> The request
Please answer from the news text on Wisconsin school districts: what position did Mike Nault hold at the Oshkosh School District?

MADISON, Wis. — School districts throughout Wisconsin have some tough decisions to make about mandatory health care for their part-time employees.

The Affordable Care Act, or Obamacare, requires employers with more than 50 full-time workers offer Health and Human Services-approved health insurance to all employees working more than 30 hours a week.

Obamacare is forcing school districts to make tough decisions with part-time employees.

Failure to do so could result in fines that could run into the millions of dollars for institutions that employ hundreds or thousands of workers.

School districts have a choice of laying off or reducing the hours of teachers, aides and substitutes that work more than 30 hours but less than 40 a week, or offering the same health care coverage at the same cost as they do full-time staff.

In March 2013, Mike Nault, human resources director at the Oshkosh School District, offered part-time teachers in the district an ultimatum.

“If you want health insurance July 1, 2014,” Nault told them, “then you need to look for full-time work with us.”

A postponement gave the district a temporary reprieve, Nault told Wisconsin Reporter. “Then I thought ‘OK we’re not going to change anything for a year.’”

> Data listing
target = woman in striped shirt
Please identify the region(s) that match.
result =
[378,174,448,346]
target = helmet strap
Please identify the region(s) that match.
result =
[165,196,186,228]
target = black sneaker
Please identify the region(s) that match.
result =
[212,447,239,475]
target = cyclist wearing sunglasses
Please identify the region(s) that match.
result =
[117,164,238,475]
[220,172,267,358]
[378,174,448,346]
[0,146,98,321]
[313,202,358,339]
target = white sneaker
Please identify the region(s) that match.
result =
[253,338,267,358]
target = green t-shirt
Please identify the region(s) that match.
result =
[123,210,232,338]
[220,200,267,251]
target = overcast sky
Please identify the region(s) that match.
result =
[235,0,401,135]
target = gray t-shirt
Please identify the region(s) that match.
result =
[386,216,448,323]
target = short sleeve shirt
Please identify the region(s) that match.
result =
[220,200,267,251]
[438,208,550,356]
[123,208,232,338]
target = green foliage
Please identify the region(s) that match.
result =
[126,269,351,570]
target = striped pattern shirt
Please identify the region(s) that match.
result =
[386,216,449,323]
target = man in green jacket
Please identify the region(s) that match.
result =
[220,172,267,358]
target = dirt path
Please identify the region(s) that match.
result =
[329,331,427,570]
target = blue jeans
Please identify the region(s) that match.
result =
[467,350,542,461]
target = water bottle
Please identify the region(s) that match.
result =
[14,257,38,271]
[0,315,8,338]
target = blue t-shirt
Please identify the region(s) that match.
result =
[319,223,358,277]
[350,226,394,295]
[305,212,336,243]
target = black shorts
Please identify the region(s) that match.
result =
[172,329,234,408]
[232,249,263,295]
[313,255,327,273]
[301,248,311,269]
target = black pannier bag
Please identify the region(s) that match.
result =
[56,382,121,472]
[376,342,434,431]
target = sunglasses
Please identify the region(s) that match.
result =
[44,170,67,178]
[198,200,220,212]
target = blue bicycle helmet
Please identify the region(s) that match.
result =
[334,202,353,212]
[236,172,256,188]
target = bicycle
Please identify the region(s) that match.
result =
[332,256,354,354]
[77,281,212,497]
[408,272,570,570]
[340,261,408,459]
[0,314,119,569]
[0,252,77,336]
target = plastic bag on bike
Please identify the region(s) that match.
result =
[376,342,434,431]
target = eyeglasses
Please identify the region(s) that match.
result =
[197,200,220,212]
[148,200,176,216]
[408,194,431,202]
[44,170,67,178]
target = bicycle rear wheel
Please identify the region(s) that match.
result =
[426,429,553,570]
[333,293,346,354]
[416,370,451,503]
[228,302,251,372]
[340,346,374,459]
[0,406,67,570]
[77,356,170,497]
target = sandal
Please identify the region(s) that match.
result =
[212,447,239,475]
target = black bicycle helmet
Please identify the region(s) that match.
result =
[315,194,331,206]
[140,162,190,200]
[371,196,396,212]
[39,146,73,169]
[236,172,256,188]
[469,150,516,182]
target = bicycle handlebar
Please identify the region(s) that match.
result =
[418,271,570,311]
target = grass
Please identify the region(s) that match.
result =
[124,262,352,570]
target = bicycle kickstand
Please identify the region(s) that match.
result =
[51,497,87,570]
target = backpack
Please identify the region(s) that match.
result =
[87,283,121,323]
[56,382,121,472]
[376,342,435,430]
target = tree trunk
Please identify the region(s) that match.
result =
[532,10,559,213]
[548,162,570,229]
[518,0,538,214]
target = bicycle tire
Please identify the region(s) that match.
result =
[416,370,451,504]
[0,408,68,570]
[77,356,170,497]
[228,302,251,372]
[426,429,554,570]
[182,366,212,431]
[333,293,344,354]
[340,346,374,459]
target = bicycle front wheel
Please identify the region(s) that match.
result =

* * *

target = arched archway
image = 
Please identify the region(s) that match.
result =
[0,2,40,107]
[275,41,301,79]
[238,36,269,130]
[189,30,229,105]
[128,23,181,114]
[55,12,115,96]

* * *

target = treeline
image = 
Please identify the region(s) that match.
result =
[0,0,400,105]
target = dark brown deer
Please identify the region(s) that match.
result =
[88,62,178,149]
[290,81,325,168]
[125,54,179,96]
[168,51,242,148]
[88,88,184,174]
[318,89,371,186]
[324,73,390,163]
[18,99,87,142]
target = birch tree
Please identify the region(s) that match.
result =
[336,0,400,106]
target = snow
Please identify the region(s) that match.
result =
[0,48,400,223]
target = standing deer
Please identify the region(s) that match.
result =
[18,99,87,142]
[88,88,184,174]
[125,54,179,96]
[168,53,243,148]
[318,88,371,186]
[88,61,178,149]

> Solution to the problem
Human resources director.